Aim:
Give the lines of the records from the line with "plastic crate --coords=pixels" through the end of the records as a numbered list, with both ends included. Omit the blank lines.

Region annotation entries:
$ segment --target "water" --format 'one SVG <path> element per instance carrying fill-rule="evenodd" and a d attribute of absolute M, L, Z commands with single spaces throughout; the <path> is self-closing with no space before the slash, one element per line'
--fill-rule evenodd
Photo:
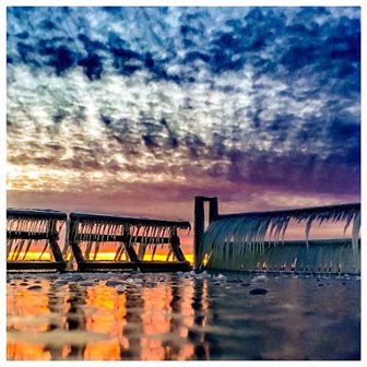
<path fill-rule="evenodd" d="M 360 358 L 355 275 L 28 273 L 7 282 L 8 359 Z"/>

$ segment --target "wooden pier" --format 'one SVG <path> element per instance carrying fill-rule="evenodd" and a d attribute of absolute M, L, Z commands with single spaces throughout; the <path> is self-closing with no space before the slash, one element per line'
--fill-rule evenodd
<path fill-rule="evenodd" d="M 59 247 L 59 233 L 66 226 L 66 246 Z M 186 221 L 137 218 L 121 215 L 67 213 L 54 210 L 7 210 L 7 271 L 76 270 L 164 272 L 191 270 L 180 248 L 178 229 L 189 229 Z M 98 250 L 115 244 L 114 260 L 98 260 Z M 26 260 L 32 246 L 42 245 L 38 260 Z M 166 261 L 154 260 L 156 249 L 166 251 Z M 49 249 L 50 260 L 42 260 Z M 146 250 L 152 250 L 146 260 Z"/>
<path fill-rule="evenodd" d="M 191 269 L 177 235 L 178 229 L 190 228 L 189 222 L 88 213 L 70 213 L 69 217 L 68 240 L 79 271 L 139 269 L 142 272 L 159 272 Z M 96 260 L 100 245 L 106 242 L 117 244 L 114 261 Z M 154 261 L 158 246 L 167 249 L 166 261 Z M 151 261 L 144 259 L 146 248 L 153 251 Z M 121 260 L 122 254 L 125 260 Z M 170 256 L 174 261 L 168 261 Z"/>
<path fill-rule="evenodd" d="M 7 210 L 7 271 L 63 271 L 67 267 L 58 245 L 68 215 L 54 210 Z M 50 249 L 50 261 L 24 260 L 32 245 Z M 25 246 L 24 251 L 23 247 Z M 42 258 L 42 256 L 39 257 Z"/>

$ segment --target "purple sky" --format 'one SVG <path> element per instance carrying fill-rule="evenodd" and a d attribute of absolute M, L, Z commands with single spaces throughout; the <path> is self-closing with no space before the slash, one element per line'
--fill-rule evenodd
<path fill-rule="evenodd" d="M 359 8 L 8 8 L 7 31 L 8 206 L 359 201 Z"/>

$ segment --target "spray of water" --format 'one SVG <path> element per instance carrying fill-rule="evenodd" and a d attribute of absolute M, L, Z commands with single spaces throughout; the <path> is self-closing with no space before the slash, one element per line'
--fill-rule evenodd
<path fill-rule="evenodd" d="M 289 221 L 305 223 L 305 242 L 303 248 L 284 246 L 284 236 Z M 352 225 L 352 260 L 346 260 L 345 247 L 329 246 L 318 250 L 310 248 L 309 233 L 312 224 L 325 222 L 345 222 L 344 234 Z M 357 269 L 359 261 L 358 237 L 360 228 L 360 209 L 339 205 L 312 211 L 282 211 L 247 213 L 227 217 L 223 215 L 212 222 L 206 229 L 199 252 L 199 264 L 208 269 L 223 270 L 284 270 L 332 269 L 339 271 L 348 267 Z M 299 242 L 299 241 L 298 241 Z M 351 242 L 351 241 L 350 241 Z M 321 251 L 321 252 L 320 252 Z M 350 254 L 348 254 L 350 256 Z M 351 264 L 352 262 L 352 264 Z"/>

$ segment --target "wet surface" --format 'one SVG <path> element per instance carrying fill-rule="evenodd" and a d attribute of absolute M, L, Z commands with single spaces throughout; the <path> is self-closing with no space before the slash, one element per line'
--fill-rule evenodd
<path fill-rule="evenodd" d="M 360 279 L 7 275 L 8 359 L 359 359 Z"/>

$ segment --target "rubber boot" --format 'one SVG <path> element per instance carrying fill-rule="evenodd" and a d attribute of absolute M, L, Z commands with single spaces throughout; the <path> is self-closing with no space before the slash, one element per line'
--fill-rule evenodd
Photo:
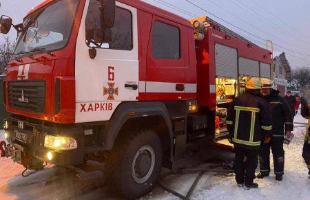
<path fill-rule="evenodd" d="M 257 174 L 256 178 L 258 179 L 264 179 L 264 177 L 269 177 L 269 172 L 260 172 Z"/>
<path fill-rule="evenodd" d="M 258 184 L 255 183 L 245 183 L 245 190 L 249 190 L 251 188 L 258 188 Z"/>
<path fill-rule="evenodd" d="M 282 174 L 276 174 L 276 180 L 281 181 L 283 179 Z"/>

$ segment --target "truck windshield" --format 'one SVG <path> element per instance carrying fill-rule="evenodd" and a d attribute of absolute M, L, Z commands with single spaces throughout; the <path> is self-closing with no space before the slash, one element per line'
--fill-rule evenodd
<path fill-rule="evenodd" d="M 79 1 L 55 1 L 27 17 L 17 39 L 14 56 L 65 47 L 70 39 Z"/>

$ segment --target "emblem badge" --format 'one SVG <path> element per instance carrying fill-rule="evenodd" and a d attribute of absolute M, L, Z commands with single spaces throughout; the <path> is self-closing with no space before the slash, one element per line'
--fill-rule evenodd
<path fill-rule="evenodd" d="M 107 83 L 107 87 L 103 87 L 103 96 L 107 95 L 107 100 L 114 100 L 114 94 L 118 95 L 118 87 L 115 83 Z"/>
<path fill-rule="evenodd" d="M 25 94 L 23 94 L 23 90 L 21 90 L 21 97 L 19 98 L 19 102 L 29 103 L 28 99 L 25 98 Z"/>

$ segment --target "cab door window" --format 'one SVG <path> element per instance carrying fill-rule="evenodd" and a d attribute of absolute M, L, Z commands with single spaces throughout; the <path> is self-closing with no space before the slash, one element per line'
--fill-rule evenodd
<path fill-rule="evenodd" d="M 180 59 L 180 30 L 178 28 L 156 21 L 152 43 L 154 59 Z"/>
<path fill-rule="evenodd" d="M 112 40 L 105 43 L 94 41 L 94 31 L 100 26 L 100 2 L 91 0 L 85 19 L 86 44 L 91 48 L 131 50 L 132 44 L 132 16 L 130 10 L 116 7 L 114 26 L 111 29 Z"/>

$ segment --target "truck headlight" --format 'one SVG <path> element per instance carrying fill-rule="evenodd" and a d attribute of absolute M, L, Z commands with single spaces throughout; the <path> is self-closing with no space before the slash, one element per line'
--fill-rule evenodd
<path fill-rule="evenodd" d="M 77 148 L 77 143 L 72 137 L 45 135 L 44 147 L 52 150 L 67 150 Z"/>

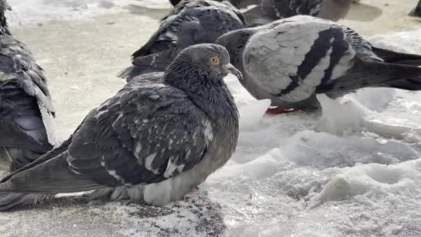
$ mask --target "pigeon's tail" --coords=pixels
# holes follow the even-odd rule
[[[364,87],[421,90],[421,67],[389,62],[359,60],[343,78],[322,83],[316,94],[353,91]]]
[[[0,193],[73,193],[104,187],[73,171],[69,157],[66,151],[32,168],[30,164],[24,167],[2,180]]]
[[[53,149],[47,123],[53,116],[19,82],[9,80],[0,86],[0,150],[10,160],[11,170]]]
[[[0,211],[12,211],[26,206],[36,205],[54,197],[50,194],[0,193]]]
[[[397,53],[388,49],[371,47],[373,51],[386,62],[413,66],[421,66],[421,55]]]

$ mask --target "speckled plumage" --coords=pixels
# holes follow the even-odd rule
[[[53,148],[55,109],[42,69],[10,34],[0,1],[0,159],[12,170]]]
[[[144,73],[163,71],[177,53],[190,45],[213,43],[244,27],[242,14],[229,2],[185,0],[160,21],[158,30],[132,55],[133,66],[118,76],[129,80]]]
[[[317,105],[315,94],[321,93],[337,96],[370,86],[420,87],[419,79],[406,79],[420,77],[421,69],[397,64],[415,64],[420,56],[372,47],[352,29],[319,18],[278,20],[227,33],[217,43],[226,47],[253,96],[283,108]],[[387,57],[384,60],[376,53]]]
[[[215,55],[220,63],[210,65]],[[238,114],[222,80],[229,71],[240,75],[223,47],[198,44],[165,73],[131,80],[60,147],[3,179],[0,211],[30,202],[14,193],[100,189],[96,198],[154,205],[181,198],[235,150]]]

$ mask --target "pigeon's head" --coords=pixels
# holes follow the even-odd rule
[[[168,66],[165,78],[173,81],[177,78],[177,82],[174,82],[178,84],[183,82],[218,83],[230,73],[242,80],[241,72],[230,63],[229,54],[225,48],[217,44],[201,44],[180,51]]]
[[[242,53],[249,39],[254,32],[254,28],[233,30],[220,37],[215,44],[225,47],[229,53],[233,65],[242,70]]]

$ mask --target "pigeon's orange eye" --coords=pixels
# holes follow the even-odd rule
[[[220,59],[217,56],[210,57],[210,64],[212,65],[217,65],[220,64]]]

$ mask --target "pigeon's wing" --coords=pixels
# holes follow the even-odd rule
[[[134,66],[118,76],[129,80],[143,73],[162,71],[183,49],[213,43],[224,33],[242,27],[242,21],[230,9],[214,6],[185,9],[160,26],[147,43],[133,53]]]
[[[55,193],[159,182],[197,164],[213,139],[207,116],[183,92],[132,81],[89,113],[65,152],[15,173],[0,192]]]
[[[352,67],[355,51],[341,26],[309,16],[278,20],[249,40],[244,69],[272,96],[295,102],[309,98],[326,80]]]
[[[68,161],[100,184],[149,184],[192,168],[211,140],[207,116],[183,92],[134,82],[85,119]]]

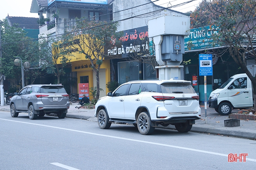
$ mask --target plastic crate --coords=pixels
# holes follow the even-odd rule
[[[240,119],[230,119],[224,120],[225,127],[240,126]]]

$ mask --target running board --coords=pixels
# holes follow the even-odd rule
[[[121,123],[137,123],[137,121],[134,120],[130,120],[129,119],[114,119],[111,118],[109,119],[109,122],[121,122]]]

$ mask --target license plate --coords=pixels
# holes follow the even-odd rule
[[[52,101],[58,101],[58,97],[52,97]]]
[[[187,100],[179,100],[180,106],[187,106],[188,105]]]

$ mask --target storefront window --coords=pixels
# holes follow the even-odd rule
[[[144,80],[156,79],[156,71],[153,66],[147,63],[143,64]]]

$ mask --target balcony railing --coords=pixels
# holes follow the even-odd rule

Answer in full:
1. $ mask --target plastic crate --coords=pixels
2. # holes follow the even-odd rule
3. [[[240,119],[230,119],[224,120],[225,127],[240,126]]]
4. $ mask --target running board --coords=pixels
5. # holes follow the even-odd rule
6. [[[121,123],[137,123],[137,121],[134,120],[130,120],[129,119],[114,119],[111,118],[109,119],[109,122],[121,122]]]
7. $ mask --target license plate --coords=pixels
8. # holes follow the even-odd rule
9. [[[52,101],[58,101],[58,97],[52,97]]]
10. [[[187,100],[179,100],[180,106],[187,106],[188,105]]]
11. $ mask --target storefront window --coords=pixels
12. # holes follow the even-odd rule
13. [[[144,80],[156,79],[156,71],[153,66],[147,63],[143,64]]]
14. $ mask --target balcony railing --coords=pixels
15. # holes follow the even-odd rule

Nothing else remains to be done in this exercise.